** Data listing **

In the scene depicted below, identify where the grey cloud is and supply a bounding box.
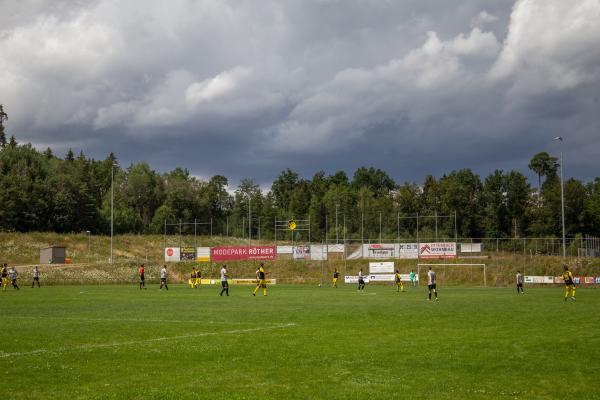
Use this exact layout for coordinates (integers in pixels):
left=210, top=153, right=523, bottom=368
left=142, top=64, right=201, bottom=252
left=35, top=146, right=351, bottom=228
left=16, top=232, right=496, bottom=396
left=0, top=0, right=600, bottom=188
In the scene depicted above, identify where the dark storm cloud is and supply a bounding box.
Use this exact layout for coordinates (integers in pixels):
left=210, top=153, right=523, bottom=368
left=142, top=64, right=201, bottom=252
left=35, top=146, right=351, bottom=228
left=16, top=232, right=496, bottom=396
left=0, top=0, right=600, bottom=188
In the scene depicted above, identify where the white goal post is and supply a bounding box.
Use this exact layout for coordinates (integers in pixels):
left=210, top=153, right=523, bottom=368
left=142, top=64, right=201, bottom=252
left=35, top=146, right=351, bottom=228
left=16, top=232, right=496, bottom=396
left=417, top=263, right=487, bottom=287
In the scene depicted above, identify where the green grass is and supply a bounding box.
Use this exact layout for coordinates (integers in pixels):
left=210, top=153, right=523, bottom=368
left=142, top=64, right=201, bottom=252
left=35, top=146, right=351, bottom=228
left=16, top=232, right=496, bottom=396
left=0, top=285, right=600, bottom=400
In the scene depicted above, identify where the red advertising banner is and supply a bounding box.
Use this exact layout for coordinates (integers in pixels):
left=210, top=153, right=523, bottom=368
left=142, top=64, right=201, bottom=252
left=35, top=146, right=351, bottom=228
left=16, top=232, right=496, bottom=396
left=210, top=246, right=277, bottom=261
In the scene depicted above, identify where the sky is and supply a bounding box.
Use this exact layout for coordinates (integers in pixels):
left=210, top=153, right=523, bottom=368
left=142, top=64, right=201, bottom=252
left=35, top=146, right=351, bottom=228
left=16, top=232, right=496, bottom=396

** Exercise details **
Could you copy out the listing from its start through the line containing "left=417, top=263, right=487, bottom=287", requests included, while multiplying each bounding-box coordinate in the answers by 1.7 and rounding to whole numbers, with halves rounded up? Leave out the pictures.

** Answer to this exercise **
In the scene depicted below, identify where the grey cloud is and supply a bounding box.
Use this exact layout for coordinates (integers in pixels):
left=210, top=153, right=523, bottom=368
left=142, top=64, right=201, bottom=252
left=35, top=146, right=351, bottom=228
left=16, top=232, right=496, bottom=396
left=0, top=0, right=1020, bottom=320
In the scene depicted above, identify where the dark storm cloud is and supply a bounding box.
Use this exact layout for coordinates (integers in pixels):
left=210, top=153, right=523, bottom=368
left=142, top=64, right=201, bottom=252
left=35, top=146, right=351, bottom=228
left=16, top=232, right=496, bottom=396
left=0, top=0, right=1020, bottom=320
In the scene depicted above, identify where the white goal post is and supply a bounding box.
Use this exact layout for coordinates (integers in pixels):
left=210, top=153, right=523, bottom=368
left=142, top=64, right=201, bottom=252
left=35, top=146, right=351, bottom=228
left=16, top=232, right=496, bottom=396
left=709, top=447, right=828, bottom=488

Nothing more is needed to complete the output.